Without changing a thing, reproduce the entire listing and leave out its pictures.
+-------+
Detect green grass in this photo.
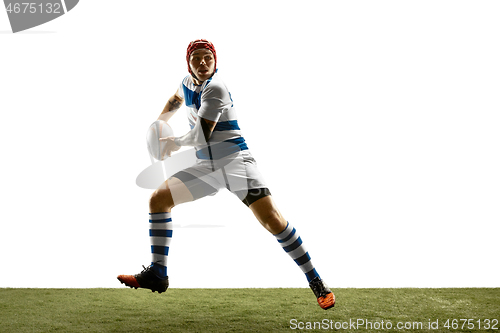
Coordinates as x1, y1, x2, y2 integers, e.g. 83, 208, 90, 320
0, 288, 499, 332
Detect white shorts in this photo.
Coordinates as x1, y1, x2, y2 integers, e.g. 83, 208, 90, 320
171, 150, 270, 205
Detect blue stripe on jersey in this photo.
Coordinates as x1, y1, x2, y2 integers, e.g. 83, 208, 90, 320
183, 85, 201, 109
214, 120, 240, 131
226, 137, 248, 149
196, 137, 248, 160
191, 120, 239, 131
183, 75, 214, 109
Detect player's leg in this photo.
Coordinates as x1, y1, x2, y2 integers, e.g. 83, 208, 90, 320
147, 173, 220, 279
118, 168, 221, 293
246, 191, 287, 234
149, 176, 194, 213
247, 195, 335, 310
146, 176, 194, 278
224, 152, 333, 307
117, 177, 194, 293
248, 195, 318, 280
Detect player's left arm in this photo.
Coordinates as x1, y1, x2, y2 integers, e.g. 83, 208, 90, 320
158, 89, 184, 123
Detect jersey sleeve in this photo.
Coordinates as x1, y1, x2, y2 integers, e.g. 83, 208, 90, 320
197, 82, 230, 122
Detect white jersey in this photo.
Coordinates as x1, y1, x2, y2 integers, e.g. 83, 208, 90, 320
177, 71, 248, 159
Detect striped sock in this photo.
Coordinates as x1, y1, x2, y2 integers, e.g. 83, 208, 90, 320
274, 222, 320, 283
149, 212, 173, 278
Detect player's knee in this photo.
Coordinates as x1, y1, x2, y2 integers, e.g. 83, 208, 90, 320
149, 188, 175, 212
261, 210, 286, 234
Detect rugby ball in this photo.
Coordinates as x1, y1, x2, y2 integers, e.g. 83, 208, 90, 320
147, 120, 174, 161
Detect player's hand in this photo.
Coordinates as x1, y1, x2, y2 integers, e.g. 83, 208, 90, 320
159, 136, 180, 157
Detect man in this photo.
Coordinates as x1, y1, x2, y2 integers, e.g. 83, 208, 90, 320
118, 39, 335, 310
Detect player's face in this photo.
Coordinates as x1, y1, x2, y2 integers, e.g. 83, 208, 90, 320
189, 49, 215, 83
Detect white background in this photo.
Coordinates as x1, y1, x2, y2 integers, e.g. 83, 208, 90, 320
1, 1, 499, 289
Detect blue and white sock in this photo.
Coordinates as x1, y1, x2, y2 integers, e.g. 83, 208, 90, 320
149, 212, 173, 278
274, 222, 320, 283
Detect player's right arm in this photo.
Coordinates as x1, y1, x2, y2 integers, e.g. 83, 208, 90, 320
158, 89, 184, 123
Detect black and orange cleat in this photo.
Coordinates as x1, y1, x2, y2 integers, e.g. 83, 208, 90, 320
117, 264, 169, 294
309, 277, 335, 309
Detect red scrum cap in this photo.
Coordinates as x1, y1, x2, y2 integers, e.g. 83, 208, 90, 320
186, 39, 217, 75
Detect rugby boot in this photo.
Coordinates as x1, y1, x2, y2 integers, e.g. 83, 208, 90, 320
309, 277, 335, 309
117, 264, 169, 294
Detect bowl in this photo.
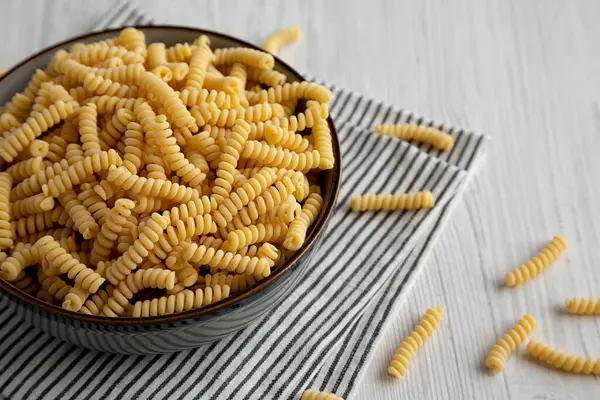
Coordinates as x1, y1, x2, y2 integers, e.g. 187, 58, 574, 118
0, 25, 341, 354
+-------+
» Finished exercise
Detect green grass in this photo.
Coordinates as x1, y1, x2, y2 integers, e.g. 83, 208, 90, 320
0, 288, 499, 332
Detect white shorts in this photo.
Coordinates as x1, y1, x2, y2 integers, e.g. 83, 208, 90, 320
171, 150, 270, 205
Detect blue stripe on jersey in this photo.
Coordinates as x1, y1, x2, y2 integers, e.g. 83, 208, 90, 320
183, 85, 201, 109
214, 120, 240, 131
226, 137, 248, 149
196, 137, 248, 160
191, 120, 239, 131
183, 75, 214, 109
Detect player's leg in this photo.
Coordinates as x1, y1, x2, y2 integers, e.g. 83, 208, 90, 320
147, 173, 220, 279
118, 168, 221, 293
246, 191, 287, 234
149, 176, 194, 213
247, 195, 335, 310
146, 176, 194, 278
224, 152, 333, 307
117, 177, 194, 293
248, 195, 318, 280
Detect player's left arm in this photo.
Coordinates as x1, y1, x2, y2 integers, e.g. 83, 208, 90, 320
158, 89, 184, 123
Detect jersey sleeve in this photo.
Coordinates as x1, y1, x2, y2 integers, e.g. 83, 208, 90, 320
197, 82, 230, 122
Detect white jersey in this photo.
Coordinates as x1, y1, x2, y2 integers, e.g. 83, 208, 90, 320
177, 71, 248, 159
Detect striped sock in this photo.
Coordinates as x1, y1, x2, y2 integers, e.g. 83, 208, 90, 320
274, 222, 320, 283
149, 212, 173, 278
Detect player's knee in this photo.
Coordinates as x1, y1, x2, y2 integers, e.g. 83, 208, 90, 320
149, 188, 175, 212
261, 210, 286, 234
Detect rugby ball in this photo.
Coordinates as x1, y1, x2, y2 integers, e.g. 83, 208, 90, 320
147, 120, 174, 161
Detect player's hand in this photo.
Coordinates as x1, y1, x2, y2 integers, e.g. 83, 208, 90, 320
159, 136, 180, 157
Detect man in this photo.
Coordinates as x1, y1, x2, y2 integers, e.g. 83, 208, 90, 320
118, 39, 335, 310
Detect player's face in this photo.
Coordinates as x1, y1, x2, y2 integers, e.g. 83, 208, 90, 320
189, 49, 215, 83
Detect white background in this photo.
Coordinates as x1, y1, x2, y2 integers, e.g. 83, 208, 90, 320
1, 1, 499, 289
Detect blue and white sock in this photo.
Coordinates as x1, y1, x2, y2 integers, e.g. 83, 208, 90, 320
149, 212, 173, 278
274, 222, 320, 283
Detect player's right arm in this photo.
Coordinates as x1, y1, x2, y2 integers, e.g. 83, 208, 90, 320
158, 89, 184, 123
Detect black and orange cleat in this photo.
Coordinates as x1, y1, x2, y2 integers, e.g. 83, 208, 90, 320
117, 264, 169, 294
309, 277, 335, 309
Detect red scrum cap in this photo.
Coordinates as x1, y1, x2, y2 integers, e.g. 83, 208, 90, 320
186, 39, 217, 75
Detect rugby boot in this photo.
Coordinates as x1, y1, x2, y2 integers, e.g. 83, 208, 90, 320
309, 277, 335, 309
117, 264, 169, 294
Detect bowl in this photo.
Coordinates as x1, y1, x2, y2 integers, e.g. 187, 58, 574, 118
0, 25, 341, 354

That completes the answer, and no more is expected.